> _Instructions to follow_
Each line of the data needs to be transcribed exactly.

> _Source data_
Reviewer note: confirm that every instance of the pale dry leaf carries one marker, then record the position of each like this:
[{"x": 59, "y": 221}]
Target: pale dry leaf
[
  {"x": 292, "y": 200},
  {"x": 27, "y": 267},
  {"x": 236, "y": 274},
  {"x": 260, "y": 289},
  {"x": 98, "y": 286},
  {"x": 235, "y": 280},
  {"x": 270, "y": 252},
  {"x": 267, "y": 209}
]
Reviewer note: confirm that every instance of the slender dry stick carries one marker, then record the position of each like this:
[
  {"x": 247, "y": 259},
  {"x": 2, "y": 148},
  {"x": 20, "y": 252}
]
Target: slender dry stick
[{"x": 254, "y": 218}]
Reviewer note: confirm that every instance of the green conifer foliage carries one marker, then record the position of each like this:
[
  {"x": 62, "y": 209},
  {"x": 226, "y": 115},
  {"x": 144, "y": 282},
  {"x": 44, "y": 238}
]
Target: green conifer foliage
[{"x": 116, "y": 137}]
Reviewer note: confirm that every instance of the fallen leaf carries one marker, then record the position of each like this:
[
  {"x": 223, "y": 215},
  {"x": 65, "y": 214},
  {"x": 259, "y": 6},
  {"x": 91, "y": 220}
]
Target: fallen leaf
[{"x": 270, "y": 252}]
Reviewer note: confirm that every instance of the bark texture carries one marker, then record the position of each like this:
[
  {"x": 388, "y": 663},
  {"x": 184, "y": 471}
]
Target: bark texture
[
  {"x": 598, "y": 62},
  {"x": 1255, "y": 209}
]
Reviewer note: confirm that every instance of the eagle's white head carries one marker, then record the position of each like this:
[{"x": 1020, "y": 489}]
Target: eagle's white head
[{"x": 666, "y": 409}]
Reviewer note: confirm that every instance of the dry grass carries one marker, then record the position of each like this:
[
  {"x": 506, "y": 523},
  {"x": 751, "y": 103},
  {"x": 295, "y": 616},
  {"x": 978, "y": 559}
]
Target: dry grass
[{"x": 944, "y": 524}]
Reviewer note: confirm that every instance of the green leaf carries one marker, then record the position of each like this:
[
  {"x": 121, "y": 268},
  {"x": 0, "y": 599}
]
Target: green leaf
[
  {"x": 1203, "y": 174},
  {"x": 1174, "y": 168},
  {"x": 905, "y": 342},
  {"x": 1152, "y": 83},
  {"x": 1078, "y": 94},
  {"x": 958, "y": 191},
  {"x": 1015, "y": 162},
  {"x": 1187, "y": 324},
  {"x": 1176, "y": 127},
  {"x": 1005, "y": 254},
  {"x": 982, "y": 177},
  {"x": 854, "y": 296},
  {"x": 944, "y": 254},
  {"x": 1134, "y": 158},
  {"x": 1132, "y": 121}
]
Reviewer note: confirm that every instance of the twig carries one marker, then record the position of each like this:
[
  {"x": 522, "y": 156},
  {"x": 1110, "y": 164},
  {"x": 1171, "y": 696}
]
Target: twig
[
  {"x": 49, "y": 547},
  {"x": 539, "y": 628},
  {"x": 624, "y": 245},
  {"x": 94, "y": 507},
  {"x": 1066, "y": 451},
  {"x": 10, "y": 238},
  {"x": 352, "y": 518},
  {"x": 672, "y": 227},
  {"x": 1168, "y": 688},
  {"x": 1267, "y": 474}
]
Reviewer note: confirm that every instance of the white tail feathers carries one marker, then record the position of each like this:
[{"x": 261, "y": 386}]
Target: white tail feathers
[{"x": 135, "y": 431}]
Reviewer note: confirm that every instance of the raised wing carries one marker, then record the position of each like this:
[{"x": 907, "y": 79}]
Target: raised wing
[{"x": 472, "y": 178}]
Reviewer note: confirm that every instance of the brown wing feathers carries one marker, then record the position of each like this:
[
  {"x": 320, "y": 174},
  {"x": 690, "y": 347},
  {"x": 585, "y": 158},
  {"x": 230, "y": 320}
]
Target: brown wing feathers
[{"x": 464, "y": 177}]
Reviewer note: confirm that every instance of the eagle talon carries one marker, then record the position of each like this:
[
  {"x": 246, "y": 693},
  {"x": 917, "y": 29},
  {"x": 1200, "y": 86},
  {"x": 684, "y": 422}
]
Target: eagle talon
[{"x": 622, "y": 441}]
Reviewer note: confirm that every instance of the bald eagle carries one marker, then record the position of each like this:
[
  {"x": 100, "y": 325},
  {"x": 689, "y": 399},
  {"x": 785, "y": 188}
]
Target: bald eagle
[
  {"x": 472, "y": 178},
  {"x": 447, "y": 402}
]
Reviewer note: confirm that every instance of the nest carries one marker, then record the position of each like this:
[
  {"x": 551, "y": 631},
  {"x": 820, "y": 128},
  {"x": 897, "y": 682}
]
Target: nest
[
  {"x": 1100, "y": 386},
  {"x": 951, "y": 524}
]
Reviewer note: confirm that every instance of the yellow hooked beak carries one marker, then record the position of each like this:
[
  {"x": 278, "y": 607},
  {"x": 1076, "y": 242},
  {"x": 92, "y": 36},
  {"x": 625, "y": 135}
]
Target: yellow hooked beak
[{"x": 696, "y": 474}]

> _Your solution_
Reviewer note: confirm that every instance of the pale dry leaf carries one marker, then record the position of each like this:
[{"x": 59, "y": 221}]
Target: pale dry leaf
[
  {"x": 292, "y": 200},
  {"x": 27, "y": 267},
  {"x": 236, "y": 274},
  {"x": 260, "y": 289},
  {"x": 98, "y": 286},
  {"x": 235, "y": 280},
  {"x": 270, "y": 252},
  {"x": 267, "y": 209}
]
Reviewer note: confirm that every instance of the slender dry stick carries one marker, then record the position of each like this:
[
  {"x": 247, "y": 259},
  {"x": 2, "y": 148},
  {"x": 20, "y": 252}
]
Target: slender dry stick
[{"x": 254, "y": 218}]
Reviewer note: confirm that every instance of the green conifer foliage carries one marker, then record the position of each like this:
[
  {"x": 62, "y": 209},
  {"x": 226, "y": 115},
  {"x": 144, "y": 282},
  {"x": 44, "y": 238}
]
Target: green conifer foliage
[{"x": 116, "y": 137}]
Reviewer note: confirm that every instance of the fallen leaf carries one marker, then record the position of each like this:
[
  {"x": 223, "y": 215},
  {"x": 65, "y": 214},
  {"x": 259, "y": 6},
  {"x": 91, "y": 220}
]
Target: fallen leaf
[{"x": 270, "y": 252}]
Reviewer note: confirm that every instance of the bark texture carries one marker, then record the position of each like this:
[
  {"x": 388, "y": 663},
  {"x": 184, "y": 471}
]
Target: bark texture
[
  {"x": 598, "y": 62},
  {"x": 1255, "y": 209}
]
Reviewer note: confirm that every instance of the eagle's white head carries one marker, then record the position of each like this:
[{"x": 1020, "y": 489}]
Target: eagle's white head
[{"x": 666, "y": 409}]
Reviewer note: confirm that every instance of the dry grass carries one marker, then record the position of each like this:
[
  {"x": 506, "y": 523},
  {"x": 751, "y": 103},
  {"x": 295, "y": 616},
  {"x": 978, "y": 559}
]
Target: dry grass
[{"x": 944, "y": 524}]
Reviewer note: confirm that every instance of the green leaf carries one marker, then record the position of each like this:
[
  {"x": 121, "y": 268},
  {"x": 0, "y": 599}
]
Target: green leaf
[
  {"x": 1203, "y": 174},
  {"x": 1174, "y": 168},
  {"x": 905, "y": 342},
  {"x": 1152, "y": 83},
  {"x": 1078, "y": 94},
  {"x": 958, "y": 191},
  {"x": 1015, "y": 162},
  {"x": 1187, "y": 324},
  {"x": 1176, "y": 127},
  {"x": 1005, "y": 254},
  {"x": 982, "y": 177},
  {"x": 854, "y": 296},
  {"x": 944, "y": 254},
  {"x": 1134, "y": 158},
  {"x": 1132, "y": 121}
]
Reviewer note: confirm that every instance of the twig carries one marker, then record the position of each like this:
[
  {"x": 522, "y": 156},
  {"x": 1110, "y": 164},
  {"x": 1171, "y": 696}
]
Target: twig
[
  {"x": 49, "y": 547},
  {"x": 539, "y": 628},
  {"x": 624, "y": 245},
  {"x": 94, "y": 507},
  {"x": 1066, "y": 451},
  {"x": 10, "y": 238},
  {"x": 352, "y": 518},
  {"x": 672, "y": 227},
  {"x": 1168, "y": 688},
  {"x": 1267, "y": 474}
]
Reviewer note: confirm that every instance of the white tail feathers carries one marker, then record the position of each like this:
[{"x": 261, "y": 386}]
Target: white tail feathers
[{"x": 135, "y": 431}]
Reviewer note: confirm that every instance of the raised wing carries one marker, then record the position of each like this:
[{"x": 907, "y": 79}]
Target: raised wing
[{"x": 472, "y": 178}]
Reviewer note: confirm that every instance of the brown wing feathers carries one marker, then record the position of each like this:
[
  {"x": 320, "y": 174},
  {"x": 690, "y": 347},
  {"x": 585, "y": 158},
  {"x": 230, "y": 320}
]
Target: brown wing feathers
[{"x": 464, "y": 177}]
Reviewer note: confirm that every instance of the eagle talon carries one marker, then record the position of each like this:
[
  {"x": 246, "y": 693},
  {"x": 917, "y": 29},
  {"x": 1200, "y": 86},
  {"x": 684, "y": 422}
]
Target: eagle talon
[{"x": 622, "y": 441}]
Reviewer note: confirm that every instance of the bald eagle carries one marker, then record the position of each like this:
[
  {"x": 100, "y": 325},
  {"x": 689, "y": 399},
  {"x": 785, "y": 188}
]
Target: bald eagle
[
  {"x": 472, "y": 178},
  {"x": 447, "y": 402}
]
Reviewer note: confirm that every instance of the nest carries one marker, then record the position of each like this:
[
  {"x": 551, "y": 631},
  {"x": 820, "y": 128},
  {"x": 897, "y": 682}
]
Target: nest
[
  {"x": 1100, "y": 386},
  {"x": 951, "y": 524}
]
Reviewer note: confirm that every instance of the yellow hooked beak carries one marker, then record the position of each like this:
[
  {"x": 278, "y": 607},
  {"x": 1076, "y": 242},
  {"x": 92, "y": 36},
  {"x": 625, "y": 135}
]
Target: yellow hooked beak
[{"x": 696, "y": 474}]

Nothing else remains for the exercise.